> **REQUIRED WORK**: Write out each of the items below word for word, omitting the pictures.

╔══

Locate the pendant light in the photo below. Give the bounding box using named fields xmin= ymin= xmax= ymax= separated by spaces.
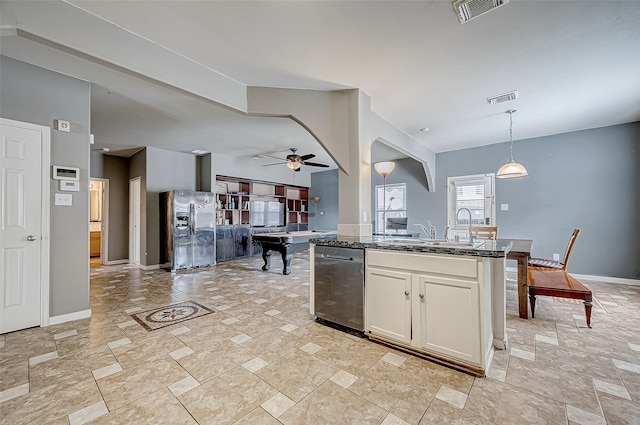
xmin=496 ymin=109 xmax=529 ymax=179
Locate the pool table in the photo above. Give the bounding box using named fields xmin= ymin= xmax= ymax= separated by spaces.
xmin=252 ymin=231 xmax=336 ymax=275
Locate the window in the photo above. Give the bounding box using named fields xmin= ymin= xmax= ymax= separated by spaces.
xmin=447 ymin=174 xmax=496 ymax=236
xmin=375 ymin=183 xmax=407 ymax=233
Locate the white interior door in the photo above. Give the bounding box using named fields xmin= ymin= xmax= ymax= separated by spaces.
xmin=129 ymin=177 xmax=140 ymax=265
xmin=0 ymin=119 xmax=49 ymax=333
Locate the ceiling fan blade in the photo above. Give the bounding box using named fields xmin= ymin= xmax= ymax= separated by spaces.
xmin=302 ymin=162 xmax=329 ymax=167
xmin=260 ymin=154 xmax=286 ymax=161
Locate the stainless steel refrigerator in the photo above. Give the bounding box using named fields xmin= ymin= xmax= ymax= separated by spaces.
xmin=160 ymin=190 xmax=216 ymax=271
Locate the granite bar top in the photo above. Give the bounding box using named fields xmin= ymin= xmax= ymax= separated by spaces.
xmin=309 ymin=235 xmax=512 ymax=258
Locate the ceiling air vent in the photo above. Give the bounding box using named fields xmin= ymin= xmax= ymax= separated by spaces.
xmin=453 ymin=0 xmax=509 ymax=24
xmin=487 ymin=90 xmax=519 ymax=105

╚══

> **COMPLETED TASK**:
Locate the pendant light in the photo below. Give the bounding box using named fields xmin= ymin= xmax= ymax= separated by spaces.
xmin=496 ymin=109 xmax=529 ymax=179
Locate the pool table in the photo above. Give the bounding box using named fields xmin= ymin= xmax= ymax= separated by spaces.
xmin=252 ymin=231 xmax=336 ymax=275
Locate the window in the photo above. Give the bounding box using named fields xmin= ymin= xmax= ymax= separated by spaces.
xmin=447 ymin=174 xmax=496 ymax=236
xmin=375 ymin=183 xmax=407 ymax=233
Locate the white interior door in the photo above. Give the bounding box using named fields xmin= ymin= xmax= ymax= separated by spaces.
xmin=129 ymin=177 xmax=140 ymax=265
xmin=0 ymin=119 xmax=49 ymax=333
Locate the ceiling fan blade in the photo above. Give the bounding box using named fields xmin= ymin= xmax= ymax= separated by spaces.
xmin=302 ymin=162 xmax=329 ymax=167
xmin=260 ymin=154 xmax=286 ymax=161
Locate the stainless steel refrigerator in the photo above. Give the bounding box using named fields xmin= ymin= xmax= ymax= separated by spaces.
xmin=160 ymin=190 xmax=216 ymax=271
Locate the granite bar top in the photo above. Give the bounding box using named fields xmin= ymin= xmax= ymax= separated by spaces.
xmin=309 ymin=235 xmax=512 ymax=258
Locate the ceiling air vent in the photo above. Give the bounding box using named fields xmin= ymin= xmax= ymax= separated by spaces.
xmin=453 ymin=0 xmax=509 ymax=24
xmin=487 ymin=90 xmax=519 ymax=105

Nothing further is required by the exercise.